» **Exercise text**:
The final peptide list includes average and monoisotopic mass, number of peptides combined and numbers of Cys residues present in the combined peptides. Finally, the numbers (from the master peptide list) of the peptides combined are shown last.

N-glycosylation

The N-glycosylation command will display the most common N-glycosylations for the peptides in your digest that contain the N-glycosylation motif (NxS, NxT, NxC).

The window shows a toolbar at top and the masses of the potential glycosylation below.

The drop-down edit box in the toolbar lists all the peptides in your digest that contains an N-glycosylation site. When selecting a new peptide, the mass lists below will change to reflect the new masses.

» **Record extracts**:
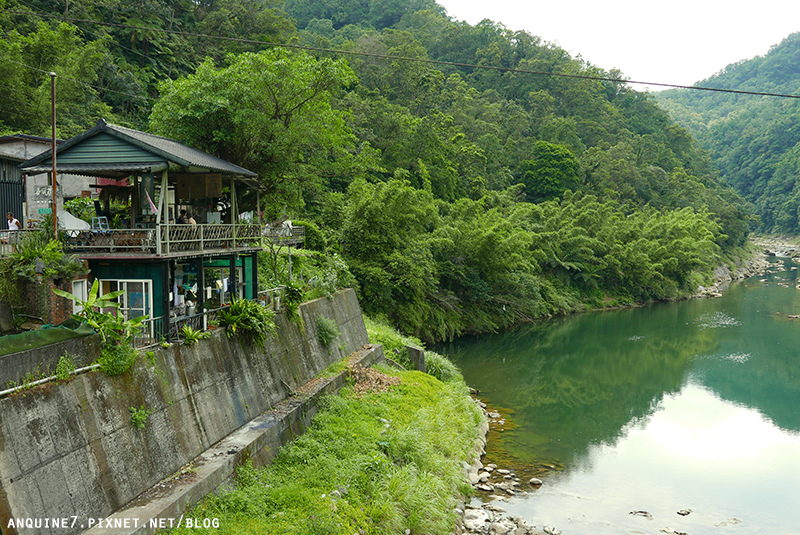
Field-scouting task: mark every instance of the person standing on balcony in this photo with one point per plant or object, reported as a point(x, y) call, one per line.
* * *
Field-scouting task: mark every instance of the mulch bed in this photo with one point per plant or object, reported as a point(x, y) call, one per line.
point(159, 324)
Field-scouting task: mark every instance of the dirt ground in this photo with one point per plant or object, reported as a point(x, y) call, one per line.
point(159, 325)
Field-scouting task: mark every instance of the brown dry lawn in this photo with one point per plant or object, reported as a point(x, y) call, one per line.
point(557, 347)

» **Required actions**:
[A] According to the text on the N-glycosylation command, why are glycosylations shown for only some of the peptides in a digest? Answer in one to three sentences.
[B] Extend the text on the N-glycosylation command, starting after its last sentence.

» **Results of the tasks**:
[A] The command displays the most common N-glycosylations only for peptides that contain the N-glycosylation motif (NxS, NxT, NxC). Peptides in the digest without that motif have no N-glycosylation site, so they are not shown.

[B]
The main display shows the mass of the peptide at the top. Below the type of glycosylation is listed, the mass of the core unit (see appendix C), and the different chains that make up the outer arms of the glycosylation (each arm is a Gal-GlcNAc disaccharide). None means no arms, mono to penta means one to five arms. Each arm can terminate in a sialic acid residue (Sia), but as the stability of this sialic acid is not very high, you will often experience a very heterogeneous population.

The complex table is reproduced below with the inclusion of a pentose unit attached to the core.

The ‘Bisecting’ check-box adds an N-acetylGalactosamine unit to the core unit, and the ‘Extra fucose’ check-box adds an extra pentose unit.

Clicking the ‘Glyco type’ button toggles to a list of high mannose (0 to 6 mannose units) and hybrid type glycosylations (mono and di- glycosylation arms +/- sialic acid and mannose).

The hybrid table is reproduced including a pentose unit.

i       Hint: The drop-down edit box can be edited to any peptide (cut and paste is also supported). This means that you can modify residues and are not limited to the peptides present in your digest. You may even enter a sequence without the N-glycosylation motif, although this will not have any biological relevance.

Please read Appendix C.6 for information on the core unit and individual monosaccharide unit masses.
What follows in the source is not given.